[GIVEN PASSAGE Boundary: Start]
Today I Choose to be Radiant – How to be Radiant

June 12, 2025
How to be Radiant

Sometimes being radiant means taking care of yourself first—not because you’re selfish, but because everyone around you needs your light.


After a month in the hospital it was finally time for me to take Curtis home. He had dropped fifty pounds in the past month, half of it spent in the ICU, and he was going to need significant support at home. Many people would have gone to a rehab but I wanted him back home.

As we talked with the nurse and social worker going over everything we would need the list grew. Walker. Home care. Physical therapy. IV administration. Colostomy care. Wound care. The list felt endless.

And underneath it all, one terrifying thought: How am I going to be strong enough for this?

That’s when I learned the most important lesson about being radiant—it’s not about shining despite your circumstances. It’s about filling your own cup first so you can genuinely glow for the people who need you most.

The Myth of Selfless Caregiving

Before Curtis came home from the hospital, I had this image in my head of what a good wife should be. Self-sacrificing. Always putting others first. Running on fumes and caffeine, wearing exhaustion like a badge of honor.

But as I watched my husband struggle to walk from the bedroom to the kitchen, as I learned to administer IVs and change wound dressings, something became crystal clear:

He didn’t need my martyrdom. He needed my radiance.

Curtis needed someone who could smile warmly while helping him with physical therapy. Someone who could stay calm during medical emergencies. Someone who could bring light into what felt like a very dark time.

And I realized—you can’t give what you don’t have.

The Tovala Oven Revelation

The first thing I did was order a Tovala oven.

I know that might sound trivial when your husband is fighting for his health, but hear me out. Every evening when I was bone-tired from caregiving, the last thing I wanted to do was figure out dinner. I’d been subsisting on crackers and whatever I could grab while Curtis slept.

That little oven changed everything. Suddenly, I had nutritious meals without the mental load of planning, shopping, and cooking. We were eating real food again. I had energy again.
[GIVEN PASSAGE Boundary: End]
WORK ORDER A
In the post about being radiant while caring for Curtis, how much weight had he lost over the past month?
WORK ORDER B
Write the next part of the post about being radiant while caring for Curtis, picking up after its final sentence.
[PROVIDED DATA Boundary: Start]
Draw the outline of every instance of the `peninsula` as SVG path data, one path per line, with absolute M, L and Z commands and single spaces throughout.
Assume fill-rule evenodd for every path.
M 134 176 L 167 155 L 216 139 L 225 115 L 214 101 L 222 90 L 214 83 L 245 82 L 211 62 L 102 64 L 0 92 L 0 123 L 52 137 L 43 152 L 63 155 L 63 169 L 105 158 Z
[PROVIDED DATA Boundary: End]
TASK OUTPUT A
Fifty pounds.

TASK OUTPUT B
Curtis noticed immediately. “You seem… brighter,” he said one evening as I helped him with his exercises.

I was brighter. Because I was taking care of myself first.

Sleep as a Love Language

The second thing I did was protect my sleep like it was sacred.

I set up a system where I could respond to Curtis’s needs during the night without fully waking up. I moved essential supplies closer to our bed.

It felt selfish at first. Shouldn’t I be available 24/7? Wasn’t that what “in sickness and in health” meant?

But here’s what I discovered: When I was well-rested, I could be genuinely present during the day. I could laugh at Curtis’s jokes about his walker. I could stay patient when physical therapy was frustrating. I could radiate the warmth and strength he needed to heal.

When I was exhausted, I was just going through the motions.

Radiance Is an Inside Job

Being radiant isn’t about putting on a happy face when you’re falling apart inside. It’s about taking such good care of yourself that your natural light can shine through, even during difficult times.

During Curtis’s recovery, my radiance looked like:

  • Getting enough sleep so I could be patient with his progress
  • Eating well so I had energy for both of us
  • Taking five minutes each morning to center myself before the day began
  • Accepting help from friends and family instead of trying to do everything alone
  • Celebrating small victories—the day he walked to the mailbox, the first night he slept through without pain

What Radiance Isn’t

Radiance isn’t:

  • Pretending everything is fine when it’s not
  • Never showing vulnerability or asking for help
  • Exhausting yourself to prove your love
  • Feeling guilty for having needs of your own
  • Forcing positivity when you need to grieve or process

What Radiance Is

True radiance is:

  • Shining from a place of fullness, not emptiness
  • Being authentically present instead of performing strength
  • Connecting warmly with others because you’re connected to yourself
  • Having the energy to genuinely care because you’ve cared for yourself first
  • Glowing with the confidence that comes from knowing your own worth

The Ripple Effect of Self-Care

As Curtis grew stronger, something beautiful happened. Because I had been taking care of myself throughout his recovery, I wasn’t resentful or burned out. I wasn’t secretly counting the ways I had sacrificed.

Instead, I was genuinely radiant—energized by watching him heal, grateful for each day of progress, connected to the love that had sustained us through the crisis.

Curtis told me later that my steadiness had been his anchor. Not my exhaustion or my martyrdom—my radiance.

“You made me believe I could get better,” he said, “because you never stopped glowing.”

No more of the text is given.